# jacket



## Guest (Nov 11, 2007)

hi,
I could use some advice. I am planning a trip to Zermatt switzerland this coming march and will be there from March 30 - april 14. I am a boarder but have not yet bought a jacket. I am looking for a jacket and it will be used yearly in similar conditions as to what it will be like in zermatt at that time of year. As well,I have as a baselayer a set of patagonia capilene 3 bottom and top. My question is what type of middle layering do you recommend and outerlayering for both top and bottom. Regarding the jackets besides the general type of jacket maybe you have some actual recommendations. Im looking to spend between $100- $220 us.

thanks


----------



## Guest (Nov 12, 2007)

i Have been eyeing the Sessions Leatherneck Jacket... what do you think (here is the link i had seen) 

Backcountryoutlet.com | Large Image View | Sessions Leatherneck Jacket - Men's - Free Shipping! from Backcountryoutlet.com


----------



## Guest (Nov 15, 2007)

you just put a smile on my face...thanx


----------



## lisevolution (Sep 20, 2007)

check out the Sessions Vortex 4in1 Jacket on that site also...


----------



## Guest (Nov 15, 2007)

I got the Vortex 4-in-1 off SteapAndCheap, it's great. The "4-in-1" rather than just 3-in-1 is a bit gimmicky but whatever.


----------



## Guest (Nov 17, 2007)

one of the reviews on the leather neck said it was baggy and recommended getting one size smaller... is that true of the Vortex 4-in-1 as well


----------

#### Written instruction:
Repeat the passage from the snowboard jacket thread verbatim, starting at "## lisevolution (Sep" and ending at "gimmicky but whatever.".

#### Data listing:
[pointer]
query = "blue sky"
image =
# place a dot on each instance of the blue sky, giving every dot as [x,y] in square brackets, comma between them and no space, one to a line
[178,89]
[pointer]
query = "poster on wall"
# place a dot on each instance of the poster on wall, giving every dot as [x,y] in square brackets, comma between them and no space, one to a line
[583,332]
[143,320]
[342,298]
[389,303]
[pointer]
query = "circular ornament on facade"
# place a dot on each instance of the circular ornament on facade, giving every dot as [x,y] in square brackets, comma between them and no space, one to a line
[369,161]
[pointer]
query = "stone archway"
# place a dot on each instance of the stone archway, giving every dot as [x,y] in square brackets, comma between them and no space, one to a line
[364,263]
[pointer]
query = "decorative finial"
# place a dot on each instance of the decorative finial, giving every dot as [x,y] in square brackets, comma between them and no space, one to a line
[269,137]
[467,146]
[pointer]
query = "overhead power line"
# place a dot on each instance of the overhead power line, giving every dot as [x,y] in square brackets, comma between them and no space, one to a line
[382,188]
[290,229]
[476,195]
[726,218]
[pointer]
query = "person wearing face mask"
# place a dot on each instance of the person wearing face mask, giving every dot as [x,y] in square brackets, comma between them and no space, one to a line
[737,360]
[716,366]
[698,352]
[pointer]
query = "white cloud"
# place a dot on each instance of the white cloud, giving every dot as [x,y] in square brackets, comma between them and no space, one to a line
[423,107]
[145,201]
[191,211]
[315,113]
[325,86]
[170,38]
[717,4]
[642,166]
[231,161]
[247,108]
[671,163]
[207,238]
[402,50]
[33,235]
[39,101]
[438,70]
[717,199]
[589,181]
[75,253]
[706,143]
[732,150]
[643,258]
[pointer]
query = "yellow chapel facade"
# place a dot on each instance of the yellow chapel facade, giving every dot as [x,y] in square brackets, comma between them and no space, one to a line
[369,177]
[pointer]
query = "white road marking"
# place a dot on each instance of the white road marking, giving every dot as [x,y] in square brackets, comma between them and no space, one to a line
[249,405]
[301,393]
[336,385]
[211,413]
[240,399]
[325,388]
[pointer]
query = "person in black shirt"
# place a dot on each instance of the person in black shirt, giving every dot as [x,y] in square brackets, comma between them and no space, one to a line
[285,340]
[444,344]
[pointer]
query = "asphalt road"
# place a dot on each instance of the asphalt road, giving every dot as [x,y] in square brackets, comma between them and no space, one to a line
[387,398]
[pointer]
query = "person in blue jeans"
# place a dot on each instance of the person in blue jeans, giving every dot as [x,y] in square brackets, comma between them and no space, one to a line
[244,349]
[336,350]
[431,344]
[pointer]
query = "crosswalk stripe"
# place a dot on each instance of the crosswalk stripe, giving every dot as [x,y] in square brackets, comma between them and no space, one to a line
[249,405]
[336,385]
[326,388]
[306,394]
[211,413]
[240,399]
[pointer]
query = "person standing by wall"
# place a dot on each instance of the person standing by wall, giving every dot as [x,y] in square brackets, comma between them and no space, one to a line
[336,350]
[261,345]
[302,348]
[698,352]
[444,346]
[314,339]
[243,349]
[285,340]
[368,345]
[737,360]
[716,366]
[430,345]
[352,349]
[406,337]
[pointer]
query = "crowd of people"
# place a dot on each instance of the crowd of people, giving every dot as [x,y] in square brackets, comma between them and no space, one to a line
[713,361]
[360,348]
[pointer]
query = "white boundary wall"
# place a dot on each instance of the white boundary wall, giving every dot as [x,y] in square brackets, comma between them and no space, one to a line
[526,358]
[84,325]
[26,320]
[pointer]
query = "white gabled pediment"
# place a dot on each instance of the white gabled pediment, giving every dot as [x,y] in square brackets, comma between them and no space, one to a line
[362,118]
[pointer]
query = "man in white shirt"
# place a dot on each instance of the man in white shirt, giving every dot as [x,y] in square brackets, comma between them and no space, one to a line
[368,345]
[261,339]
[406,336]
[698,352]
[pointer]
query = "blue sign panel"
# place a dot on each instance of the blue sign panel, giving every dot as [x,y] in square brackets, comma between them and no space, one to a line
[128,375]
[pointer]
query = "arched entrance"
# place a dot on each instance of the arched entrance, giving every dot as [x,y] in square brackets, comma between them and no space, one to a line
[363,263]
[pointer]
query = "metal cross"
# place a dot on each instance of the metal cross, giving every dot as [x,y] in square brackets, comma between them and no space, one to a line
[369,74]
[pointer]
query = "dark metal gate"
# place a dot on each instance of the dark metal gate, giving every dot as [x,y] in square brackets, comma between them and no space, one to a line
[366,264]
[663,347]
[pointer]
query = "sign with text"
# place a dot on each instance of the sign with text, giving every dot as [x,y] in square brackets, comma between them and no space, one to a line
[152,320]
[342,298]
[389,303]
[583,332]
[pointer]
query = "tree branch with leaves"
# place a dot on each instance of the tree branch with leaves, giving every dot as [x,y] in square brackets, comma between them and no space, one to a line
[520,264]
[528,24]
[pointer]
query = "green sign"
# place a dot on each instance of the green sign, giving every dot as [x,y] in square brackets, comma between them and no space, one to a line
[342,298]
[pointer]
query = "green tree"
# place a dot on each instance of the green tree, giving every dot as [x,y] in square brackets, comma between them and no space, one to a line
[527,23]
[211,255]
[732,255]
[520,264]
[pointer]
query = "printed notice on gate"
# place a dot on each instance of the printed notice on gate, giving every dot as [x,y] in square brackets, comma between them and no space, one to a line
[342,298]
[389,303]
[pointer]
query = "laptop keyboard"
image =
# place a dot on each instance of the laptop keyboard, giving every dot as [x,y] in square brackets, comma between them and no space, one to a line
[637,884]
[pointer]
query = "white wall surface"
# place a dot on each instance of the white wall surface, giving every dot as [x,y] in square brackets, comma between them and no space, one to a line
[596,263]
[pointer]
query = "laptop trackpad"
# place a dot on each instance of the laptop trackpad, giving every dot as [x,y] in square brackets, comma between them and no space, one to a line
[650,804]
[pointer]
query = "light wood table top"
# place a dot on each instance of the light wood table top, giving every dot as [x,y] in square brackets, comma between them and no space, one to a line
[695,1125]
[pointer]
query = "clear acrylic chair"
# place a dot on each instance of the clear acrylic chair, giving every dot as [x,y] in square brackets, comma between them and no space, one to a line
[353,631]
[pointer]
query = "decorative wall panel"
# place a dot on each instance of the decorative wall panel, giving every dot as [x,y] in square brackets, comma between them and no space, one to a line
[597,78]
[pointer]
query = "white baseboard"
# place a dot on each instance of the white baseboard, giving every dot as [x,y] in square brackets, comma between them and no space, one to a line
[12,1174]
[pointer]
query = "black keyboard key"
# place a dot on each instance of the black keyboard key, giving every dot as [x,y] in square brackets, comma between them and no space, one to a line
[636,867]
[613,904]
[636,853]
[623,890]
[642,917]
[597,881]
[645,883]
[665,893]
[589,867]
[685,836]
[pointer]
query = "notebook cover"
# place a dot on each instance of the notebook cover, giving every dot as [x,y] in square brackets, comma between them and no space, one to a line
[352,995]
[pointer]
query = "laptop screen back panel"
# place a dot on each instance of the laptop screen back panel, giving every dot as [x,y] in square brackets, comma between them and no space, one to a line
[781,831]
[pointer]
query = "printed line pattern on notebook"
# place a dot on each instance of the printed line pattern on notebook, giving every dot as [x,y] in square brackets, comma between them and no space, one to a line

#### Correct answer:
## lisevolution (Sep 20, 2007)

check out the Sessions Vortex 4in1 Jacket on that site also...


----------



## Guest (Nov 15, 2007)

I got the Vortex 4-in-1 off SteapAndCheap, it's great. The "4-in-1" rather than just 3-in-1 is a bit gimmicky but whatever.